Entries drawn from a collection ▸
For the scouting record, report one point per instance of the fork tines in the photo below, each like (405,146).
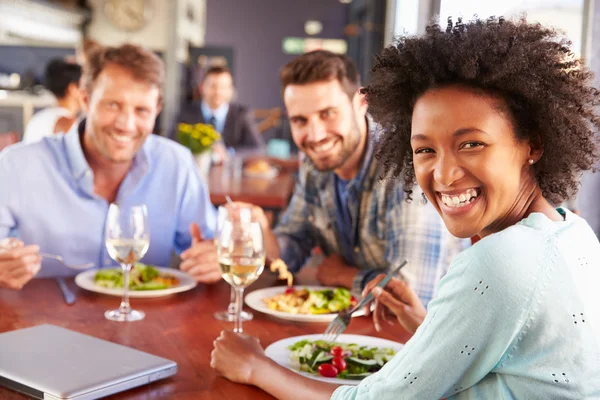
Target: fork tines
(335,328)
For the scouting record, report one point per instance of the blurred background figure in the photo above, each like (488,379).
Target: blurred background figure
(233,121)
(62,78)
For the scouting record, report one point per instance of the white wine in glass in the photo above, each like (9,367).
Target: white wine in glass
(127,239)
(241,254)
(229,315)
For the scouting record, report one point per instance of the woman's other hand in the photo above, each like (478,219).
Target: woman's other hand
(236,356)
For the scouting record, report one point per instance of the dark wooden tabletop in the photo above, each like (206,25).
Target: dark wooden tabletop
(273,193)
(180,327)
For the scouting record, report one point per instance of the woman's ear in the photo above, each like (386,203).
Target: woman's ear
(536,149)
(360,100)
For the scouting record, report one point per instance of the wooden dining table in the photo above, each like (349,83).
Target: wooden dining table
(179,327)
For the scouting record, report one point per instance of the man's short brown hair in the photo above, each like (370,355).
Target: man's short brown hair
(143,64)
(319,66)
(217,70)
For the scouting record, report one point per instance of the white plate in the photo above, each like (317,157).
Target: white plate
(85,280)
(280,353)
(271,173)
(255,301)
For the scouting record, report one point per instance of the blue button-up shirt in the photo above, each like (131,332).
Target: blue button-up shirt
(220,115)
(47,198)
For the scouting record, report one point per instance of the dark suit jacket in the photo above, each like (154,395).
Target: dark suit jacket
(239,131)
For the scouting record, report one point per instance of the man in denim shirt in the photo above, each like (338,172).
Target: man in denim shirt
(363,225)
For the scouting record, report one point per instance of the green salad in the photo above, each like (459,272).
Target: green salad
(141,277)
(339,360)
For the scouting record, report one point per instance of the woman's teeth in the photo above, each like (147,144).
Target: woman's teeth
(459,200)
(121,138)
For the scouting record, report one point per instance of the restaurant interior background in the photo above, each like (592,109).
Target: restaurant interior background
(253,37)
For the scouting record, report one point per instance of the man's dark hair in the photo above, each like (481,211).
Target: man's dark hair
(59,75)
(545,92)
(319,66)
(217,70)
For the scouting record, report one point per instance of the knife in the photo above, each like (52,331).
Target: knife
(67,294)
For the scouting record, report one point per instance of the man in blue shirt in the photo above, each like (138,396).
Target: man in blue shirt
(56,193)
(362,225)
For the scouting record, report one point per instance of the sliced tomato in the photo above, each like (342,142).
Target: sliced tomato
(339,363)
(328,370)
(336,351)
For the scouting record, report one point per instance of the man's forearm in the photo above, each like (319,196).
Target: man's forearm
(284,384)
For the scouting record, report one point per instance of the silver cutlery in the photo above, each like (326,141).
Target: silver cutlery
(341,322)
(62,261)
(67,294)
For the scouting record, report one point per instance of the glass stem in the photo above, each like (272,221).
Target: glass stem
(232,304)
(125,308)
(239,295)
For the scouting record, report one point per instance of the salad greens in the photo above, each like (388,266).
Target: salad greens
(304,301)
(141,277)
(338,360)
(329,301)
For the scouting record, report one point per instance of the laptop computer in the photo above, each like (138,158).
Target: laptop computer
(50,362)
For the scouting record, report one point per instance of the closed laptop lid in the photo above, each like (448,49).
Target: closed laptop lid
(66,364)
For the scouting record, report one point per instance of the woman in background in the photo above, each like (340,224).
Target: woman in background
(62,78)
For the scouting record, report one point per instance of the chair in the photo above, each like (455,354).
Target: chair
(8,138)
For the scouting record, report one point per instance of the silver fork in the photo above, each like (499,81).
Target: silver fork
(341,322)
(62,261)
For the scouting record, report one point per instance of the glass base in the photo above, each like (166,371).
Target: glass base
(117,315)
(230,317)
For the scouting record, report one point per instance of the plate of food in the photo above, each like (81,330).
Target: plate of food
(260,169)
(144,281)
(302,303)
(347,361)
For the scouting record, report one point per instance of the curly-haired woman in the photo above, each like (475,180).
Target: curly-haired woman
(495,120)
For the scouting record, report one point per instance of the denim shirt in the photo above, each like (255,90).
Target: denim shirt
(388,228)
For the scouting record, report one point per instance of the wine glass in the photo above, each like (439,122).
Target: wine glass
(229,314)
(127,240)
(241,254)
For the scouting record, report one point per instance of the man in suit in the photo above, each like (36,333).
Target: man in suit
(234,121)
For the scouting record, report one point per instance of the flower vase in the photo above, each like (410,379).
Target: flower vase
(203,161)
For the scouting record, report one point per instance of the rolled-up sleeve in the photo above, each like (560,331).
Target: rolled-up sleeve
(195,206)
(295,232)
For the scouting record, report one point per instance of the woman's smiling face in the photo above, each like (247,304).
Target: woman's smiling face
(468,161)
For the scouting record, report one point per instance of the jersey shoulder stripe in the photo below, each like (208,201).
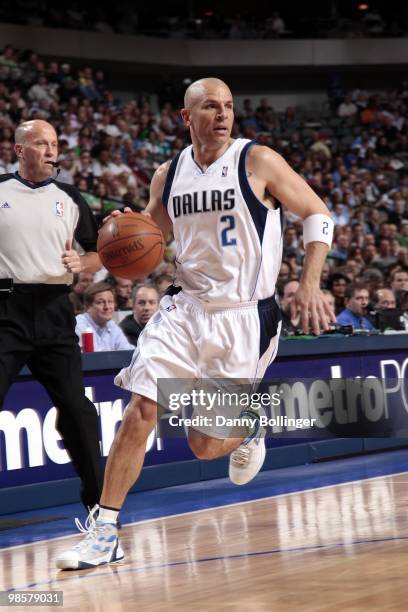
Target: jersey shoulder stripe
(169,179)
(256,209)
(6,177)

Exercise objective ▸
Print all of the material above word for word, leaving out the pictures.

Worked solution ▸
For the scouting record, report one point per instance of the fork tines in the photo below, each like (405,146).
Target: fork tines
(335,328)
For the scouting record, report one point per instance of the blurred background figure in the photo above, each like (488,379).
Target: blurred background figure
(233,121)
(62,78)
For the scouting record, report one point per instance of the white wine in glass in the photo above, each like (9,367).
Target: white wine in glass
(127,239)
(241,254)
(229,315)
For the scouting record, report one point per instance of the woman's other hand in the photo above, each like (478,219).
Target: woman's other hand
(236,356)
For the scouting record, report one point per instance of the dark wooden tabletop in the photo above, each like (206,25).
Target: dark wooden tabletop
(273,193)
(180,327)
For the scouting record, report one point per instance of the woman's ear in the photo above, each like (386,203).
Target: woman's ear
(536,149)
(360,100)
For the scouting record, report one point per instance of the wooden dining table in the photo above, each like (349,83).
Target: wooden dining table
(179,327)
For the scouting record, report one point per instance of the man's short brown hair in the photo above, each like (370,355).
Target: man's short brown hair
(143,64)
(319,66)
(217,70)
For the scouting record, report one point per instance of the white plate in the photo above, each like (317,157).
Target: white plate
(85,280)
(280,353)
(271,173)
(255,301)
For the scouting record, report one point per instance of the blue button-up shirt in the photo above, each like (131,332).
Target: blue button-up shirt
(220,115)
(47,198)
For the scouting record, report one point per instance of the dark suit jacket in the photo above, each like (154,395).
Target: dark suit jacket
(239,131)
For the scouting record, report one point per instance of the man in denim shirt in the photo above, each like (338,172).
Target: man in denim shirt
(363,225)
For the scouting record, report one point per instance of the green salad in the photo above, each like (459,272).
Target: green salad
(141,277)
(339,360)
For the scouting record, report one point per instance of the woman's teeth in the photo above, each like (147,144).
Target: woman's teeth
(459,200)
(121,138)
For the scouting record, report one point per instance of the restaurant interior background in the photo above, each like (592,109).
Target: restaurant interior background
(253,37)
For the scouting record, report one point per instance of the man's dark hair in the photo above, each like (481,211).
Target: man's dark hair
(59,75)
(545,92)
(319,66)
(217,70)
For the scouting record, report one point per instance of the knife in the photo above, each like (52,331).
Target: knife
(67,294)
For the scouting record, report one point per instance of the man in blue shirt in the photo above, each like (138,396).
Target: man in blue shirt
(56,193)
(362,225)
For the scouting record, report one point per instance of the sliced tomato in the photo above, each like (342,142).
Target: sliced tomato
(339,363)
(328,370)
(336,351)
For the scouting record, report one point per instance of the man's forearm in the photo above, each like (319,196).
Target: man's forearm
(284,384)
For the scouting record, report one point per instance of the silver cutlery in the photo above, each like (326,141).
Target: silver cutlery
(341,322)
(62,261)
(67,294)
For the scouting record, report one point per instance of the glass stem in the photo above, each like (272,221).
Target: glass stem
(232,304)
(125,308)
(239,295)
For the scouting record, report one point per instance of the salad greens in the photo above, each like (388,266).
Target: salad greens
(304,301)
(141,277)
(338,360)
(329,301)
For the scouting record, report one point per instance of the laptop computer in the photo above, each like (138,158).
Target: laptop computer
(50,362)
For the scouting record, report one point per instance of the closed laptop lid in the photo above, each like (448,49).
Target: closed laptop lid
(66,364)
For the scouting record, report one point per instance of the woman in background in the photo above, each like (340,224).
Target: woman in background
(62,78)
For the scouting record, report one point per instance of the chair in the photo above, each like (455,354).
Target: chair
(8,138)
For the scouting record, report one point per instance of the silver fork in the photo above, each like (499,81).
Target: silver fork
(341,322)
(62,261)
For the scouting record, report one point per instance of the glass base in the photo above, each like (166,371).
Target: glass base
(117,315)
(230,317)
For the scouting record, report one point per instance of the plate of food in the photo above, each like (81,330).
Target: plate of food
(260,169)
(144,281)
(302,303)
(347,361)
For the scouting record, report one point per instance of the curly-haired woman in the photo above, each like (475,180).
Target: curly-haired woman
(495,120)
For the scouting record, report one point per instance of the denim shirt in the photo above, each like (255,90).
Target: denim shirt
(388,228)
For the scouting record, report one point per instance of the wine glass in the photo above, each like (439,122).
Target: wine glass
(229,314)
(127,240)
(241,254)
For the scouting record, report one point per instance of the man in suit in the photo above, each like (36,333).
Target: man in suit
(234,121)
For the scouting record, report one point per instance of the flower vase in the photo above, each like (410,379).
Target: flower vase
(203,161)
For the scouting record, report one point per instance of the rolled-up sleeve in the photo above, each like (560,331).
Target: rolled-up sleeve
(195,206)
(295,232)
For the scouting record, report one point per instance of the woman's smiling face in the photo above, each like (247,304).
Target: woman's smiling face
(468,161)
For the scouting record, report one point per instance of the jersey shoulder stripe in the photo below, each like (208,201).
Target: jersey shoulder stripe
(169,179)
(256,209)
(6,177)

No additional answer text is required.